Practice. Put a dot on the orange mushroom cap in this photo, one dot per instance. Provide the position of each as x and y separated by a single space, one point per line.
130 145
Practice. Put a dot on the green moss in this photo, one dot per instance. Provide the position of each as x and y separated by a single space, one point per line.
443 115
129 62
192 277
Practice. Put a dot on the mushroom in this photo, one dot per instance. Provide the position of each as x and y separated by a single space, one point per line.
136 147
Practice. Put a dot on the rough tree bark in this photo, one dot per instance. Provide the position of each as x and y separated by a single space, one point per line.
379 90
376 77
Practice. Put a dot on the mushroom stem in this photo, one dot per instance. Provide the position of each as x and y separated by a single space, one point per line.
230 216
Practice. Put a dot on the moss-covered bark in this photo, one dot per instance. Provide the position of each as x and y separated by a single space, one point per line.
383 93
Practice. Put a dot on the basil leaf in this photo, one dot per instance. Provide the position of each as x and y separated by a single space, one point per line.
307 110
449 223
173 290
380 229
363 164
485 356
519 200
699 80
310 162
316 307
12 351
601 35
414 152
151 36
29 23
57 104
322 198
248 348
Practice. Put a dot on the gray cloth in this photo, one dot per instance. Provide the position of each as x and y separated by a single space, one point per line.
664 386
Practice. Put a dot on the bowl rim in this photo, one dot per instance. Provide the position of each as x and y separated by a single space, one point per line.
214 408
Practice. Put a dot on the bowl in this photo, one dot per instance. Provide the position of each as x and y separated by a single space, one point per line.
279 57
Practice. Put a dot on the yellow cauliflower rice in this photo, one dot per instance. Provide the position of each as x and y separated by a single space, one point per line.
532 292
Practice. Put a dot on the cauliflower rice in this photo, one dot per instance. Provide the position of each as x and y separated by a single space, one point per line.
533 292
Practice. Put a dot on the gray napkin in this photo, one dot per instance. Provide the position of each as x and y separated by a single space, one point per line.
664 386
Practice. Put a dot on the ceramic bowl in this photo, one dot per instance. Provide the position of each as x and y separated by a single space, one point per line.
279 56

──────────────────────────────

> _TASK PROMPT_
Only the lines from the one with "Practice. Put a dot on the ceramic" to the end of the entries above belong in your answer. Retype them exactly.

> _EXERCISE ANSWER_
Practice. Put a dot on the ceramic bowl in this photo, one dot per instance. Provide the position of each as x and y separated by a single space, one point per line.
279 56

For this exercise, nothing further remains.